Source data.
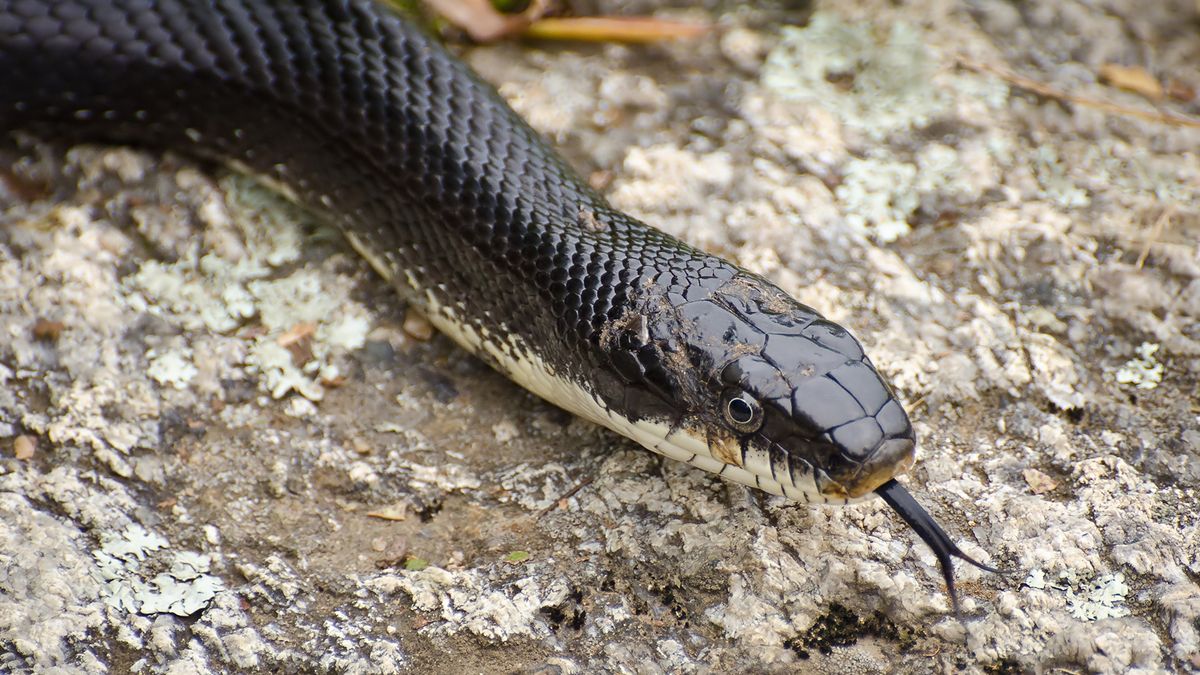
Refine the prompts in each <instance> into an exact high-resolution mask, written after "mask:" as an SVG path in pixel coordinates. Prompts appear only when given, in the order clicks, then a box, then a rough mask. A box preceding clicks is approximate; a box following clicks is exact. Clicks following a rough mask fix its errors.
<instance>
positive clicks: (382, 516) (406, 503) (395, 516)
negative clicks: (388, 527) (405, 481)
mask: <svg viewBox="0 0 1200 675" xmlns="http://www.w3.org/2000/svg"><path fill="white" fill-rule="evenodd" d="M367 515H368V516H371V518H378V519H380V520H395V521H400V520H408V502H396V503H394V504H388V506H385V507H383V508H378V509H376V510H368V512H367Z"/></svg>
==
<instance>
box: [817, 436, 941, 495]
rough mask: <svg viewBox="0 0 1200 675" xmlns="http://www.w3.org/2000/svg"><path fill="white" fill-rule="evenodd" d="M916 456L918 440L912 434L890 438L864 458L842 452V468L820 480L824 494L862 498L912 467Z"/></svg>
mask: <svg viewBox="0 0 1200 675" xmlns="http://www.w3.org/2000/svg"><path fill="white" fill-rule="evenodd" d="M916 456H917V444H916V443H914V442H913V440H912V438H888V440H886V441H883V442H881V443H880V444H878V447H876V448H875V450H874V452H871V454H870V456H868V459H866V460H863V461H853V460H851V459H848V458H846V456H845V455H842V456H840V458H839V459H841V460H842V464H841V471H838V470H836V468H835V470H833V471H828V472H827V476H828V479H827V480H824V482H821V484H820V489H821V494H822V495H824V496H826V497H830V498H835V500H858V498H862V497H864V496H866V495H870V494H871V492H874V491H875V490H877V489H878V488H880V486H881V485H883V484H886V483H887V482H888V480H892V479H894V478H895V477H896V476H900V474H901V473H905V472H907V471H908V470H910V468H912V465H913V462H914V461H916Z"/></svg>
* * *
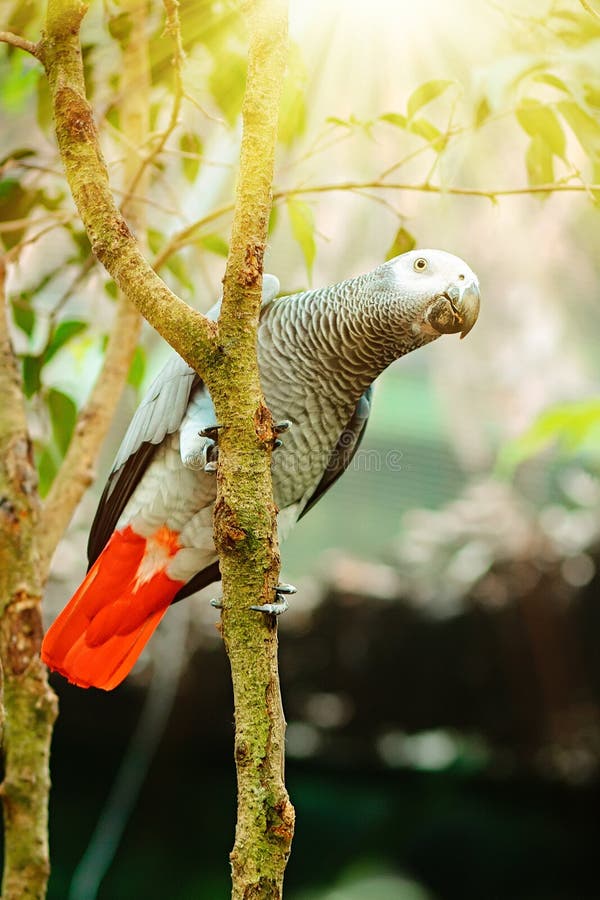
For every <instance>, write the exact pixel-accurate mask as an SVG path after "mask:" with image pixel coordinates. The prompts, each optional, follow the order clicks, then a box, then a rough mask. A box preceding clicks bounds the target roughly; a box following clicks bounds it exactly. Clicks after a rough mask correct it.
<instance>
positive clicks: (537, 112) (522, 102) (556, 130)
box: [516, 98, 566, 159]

Exercise brief.
Copy every line of the entries in which "positive" can be found.

Answer to the exercise.
positive clicks: (382, 516) (406, 503) (395, 516)
positive clicks: (537, 112) (522, 102) (556, 130)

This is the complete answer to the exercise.